▶

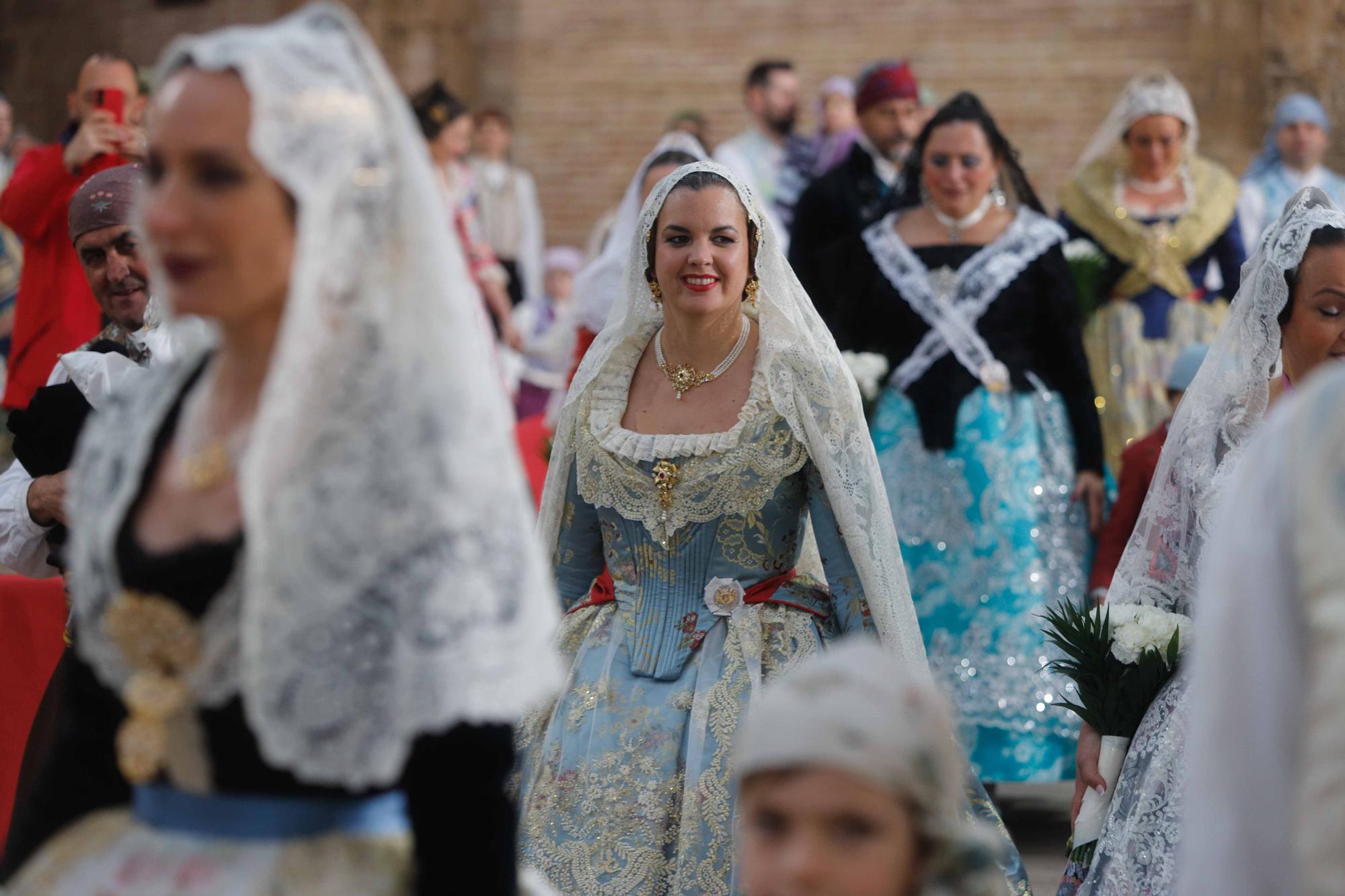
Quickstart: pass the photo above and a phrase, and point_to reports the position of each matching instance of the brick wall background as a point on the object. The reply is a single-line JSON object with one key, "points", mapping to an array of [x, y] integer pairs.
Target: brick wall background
{"points": [[591, 84]]}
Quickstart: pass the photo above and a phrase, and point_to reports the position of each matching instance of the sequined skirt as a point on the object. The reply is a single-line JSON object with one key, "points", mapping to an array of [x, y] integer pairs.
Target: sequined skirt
{"points": [[225, 846], [991, 538]]}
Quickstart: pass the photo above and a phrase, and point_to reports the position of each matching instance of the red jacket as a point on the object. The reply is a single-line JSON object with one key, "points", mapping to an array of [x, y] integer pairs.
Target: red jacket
{"points": [[1139, 464], [56, 310]]}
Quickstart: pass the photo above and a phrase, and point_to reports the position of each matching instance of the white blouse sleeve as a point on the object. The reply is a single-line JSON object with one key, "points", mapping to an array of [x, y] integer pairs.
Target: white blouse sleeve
{"points": [[24, 544], [1246, 689]]}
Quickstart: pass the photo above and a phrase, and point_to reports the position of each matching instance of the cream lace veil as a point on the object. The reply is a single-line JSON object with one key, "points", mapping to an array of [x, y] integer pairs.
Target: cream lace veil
{"points": [[598, 286], [810, 386], [1148, 95], [1218, 416], [391, 584]]}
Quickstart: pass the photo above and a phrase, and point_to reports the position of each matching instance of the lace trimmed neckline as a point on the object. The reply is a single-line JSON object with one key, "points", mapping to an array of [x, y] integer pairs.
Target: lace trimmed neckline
{"points": [[611, 393]]}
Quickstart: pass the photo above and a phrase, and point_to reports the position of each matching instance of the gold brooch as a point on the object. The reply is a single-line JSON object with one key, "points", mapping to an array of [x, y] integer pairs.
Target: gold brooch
{"points": [[665, 478], [159, 641]]}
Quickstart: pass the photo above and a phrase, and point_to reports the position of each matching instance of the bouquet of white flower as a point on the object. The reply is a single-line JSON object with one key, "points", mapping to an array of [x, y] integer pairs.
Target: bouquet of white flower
{"points": [[1120, 657], [868, 369], [1087, 264]]}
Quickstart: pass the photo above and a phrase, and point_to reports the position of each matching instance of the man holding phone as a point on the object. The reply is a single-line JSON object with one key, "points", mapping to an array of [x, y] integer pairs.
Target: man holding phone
{"points": [[56, 311]]}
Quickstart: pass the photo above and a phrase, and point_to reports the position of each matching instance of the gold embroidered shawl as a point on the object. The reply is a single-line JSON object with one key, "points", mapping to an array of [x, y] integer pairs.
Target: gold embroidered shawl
{"points": [[1157, 256]]}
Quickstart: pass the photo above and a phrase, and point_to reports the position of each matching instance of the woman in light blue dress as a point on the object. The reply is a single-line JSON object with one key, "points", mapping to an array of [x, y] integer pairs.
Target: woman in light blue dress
{"points": [[680, 557], [987, 431]]}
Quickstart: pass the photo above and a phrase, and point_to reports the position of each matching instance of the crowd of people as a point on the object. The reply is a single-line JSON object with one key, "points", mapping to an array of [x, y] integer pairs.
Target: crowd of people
{"points": [[831, 421]]}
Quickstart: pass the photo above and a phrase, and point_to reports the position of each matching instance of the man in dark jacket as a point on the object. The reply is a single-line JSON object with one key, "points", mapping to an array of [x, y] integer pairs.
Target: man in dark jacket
{"points": [[867, 185]]}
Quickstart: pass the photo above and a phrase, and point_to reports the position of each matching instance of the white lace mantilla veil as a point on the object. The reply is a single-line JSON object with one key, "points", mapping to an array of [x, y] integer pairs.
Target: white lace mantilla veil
{"points": [[1156, 93], [391, 584], [810, 386], [598, 286], [1221, 411]]}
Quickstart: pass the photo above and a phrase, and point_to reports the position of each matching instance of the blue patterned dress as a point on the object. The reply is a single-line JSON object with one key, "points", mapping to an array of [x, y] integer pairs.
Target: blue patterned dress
{"points": [[980, 478], [627, 782]]}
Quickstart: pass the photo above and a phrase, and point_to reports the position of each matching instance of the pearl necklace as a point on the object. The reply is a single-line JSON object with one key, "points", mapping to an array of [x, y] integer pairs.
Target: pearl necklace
{"points": [[685, 377], [957, 225]]}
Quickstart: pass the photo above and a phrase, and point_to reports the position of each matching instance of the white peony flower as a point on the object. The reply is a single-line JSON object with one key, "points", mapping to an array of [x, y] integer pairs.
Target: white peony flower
{"points": [[868, 369], [1083, 249], [1136, 628]]}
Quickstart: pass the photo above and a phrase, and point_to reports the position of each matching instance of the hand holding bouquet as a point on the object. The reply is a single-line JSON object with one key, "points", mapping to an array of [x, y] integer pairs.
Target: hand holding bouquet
{"points": [[1120, 657]]}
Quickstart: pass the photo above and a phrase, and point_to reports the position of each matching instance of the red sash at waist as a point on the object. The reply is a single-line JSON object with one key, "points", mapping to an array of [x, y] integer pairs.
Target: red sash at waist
{"points": [[605, 591]]}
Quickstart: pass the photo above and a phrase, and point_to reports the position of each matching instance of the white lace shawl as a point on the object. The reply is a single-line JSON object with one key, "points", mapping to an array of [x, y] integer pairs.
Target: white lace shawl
{"points": [[954, 307], [809, 385], [1148, 95], [391, 584], [1219, 413], [598, 286]]}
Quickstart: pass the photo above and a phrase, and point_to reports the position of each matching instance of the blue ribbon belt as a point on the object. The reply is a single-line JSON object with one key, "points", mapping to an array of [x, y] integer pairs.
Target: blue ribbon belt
{"points": [[260, 817]]}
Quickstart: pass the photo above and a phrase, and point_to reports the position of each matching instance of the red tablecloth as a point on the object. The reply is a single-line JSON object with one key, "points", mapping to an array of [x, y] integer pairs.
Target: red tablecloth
{"points": [[33, 618]]}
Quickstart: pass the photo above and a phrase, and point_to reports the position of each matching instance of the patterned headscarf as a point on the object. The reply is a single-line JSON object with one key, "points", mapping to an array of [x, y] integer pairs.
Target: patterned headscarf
{"points": [[887, 81], [106, 200]]}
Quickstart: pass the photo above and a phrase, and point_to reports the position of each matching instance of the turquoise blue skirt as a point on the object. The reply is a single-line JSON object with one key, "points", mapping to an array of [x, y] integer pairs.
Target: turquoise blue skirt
{"points": [[991, 538]]}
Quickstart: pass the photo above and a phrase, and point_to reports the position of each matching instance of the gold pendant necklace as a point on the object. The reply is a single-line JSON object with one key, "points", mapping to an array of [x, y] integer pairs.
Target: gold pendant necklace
{"points": [[685, 377]]}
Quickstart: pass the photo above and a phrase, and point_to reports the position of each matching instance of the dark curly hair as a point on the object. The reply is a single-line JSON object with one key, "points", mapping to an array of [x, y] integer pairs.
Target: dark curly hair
{"points": [[968, 107], [696, 182]]}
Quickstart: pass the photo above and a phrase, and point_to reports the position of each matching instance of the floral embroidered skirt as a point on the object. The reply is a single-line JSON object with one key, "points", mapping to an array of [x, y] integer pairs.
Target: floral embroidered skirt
{"points": [[991, 538], [627, 782], [115, 853]]}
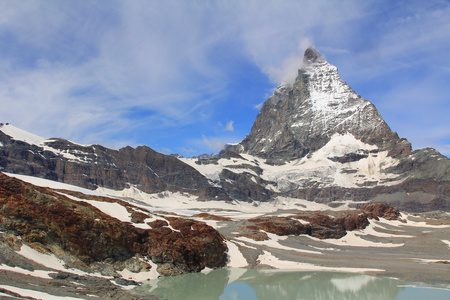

◀

#### [Exercise objective]
The lines running from the one with "Target: turquoise blue skirt" to the close of the material above are to be retyped exactly; no picture is to be included.

#### [Answer to the problem]
Target: turquoise blue skirt
{"points": [[991, 538]]}
Quickstart: pass the photo above and a phrase, and point_to reports the position of each matching instance of the gold pendant necklace as a point on the object. The reply is a single-line JSON object with one key, "points", mapping to an array of [x, y] integer pairs.
Target: gold pendant necklace
{"points": [[685, 377]]}
Quickstart: pass the photo above and a phrase, and point_to reports the position of each matching instance of the dark curly hair as a point on the object. The reply is a single-line JSON object with one key, "points", mapping to an array of [x, y] integer pairs.
Target: dark curly hair
{"points": [[968, 107], [696, 182]]}
Quickstart: pass the photo above and a phrase, and point_to reports the position of each matching instance of the floral embroidered skirt as a point on the object. The reply is a single-line JSON object with one key, "points", mapping to an array of [x, y] integer pairs.
Target: floral embroidered skirt
{"points": [[991, 538], [627, 782], [115, 853]]}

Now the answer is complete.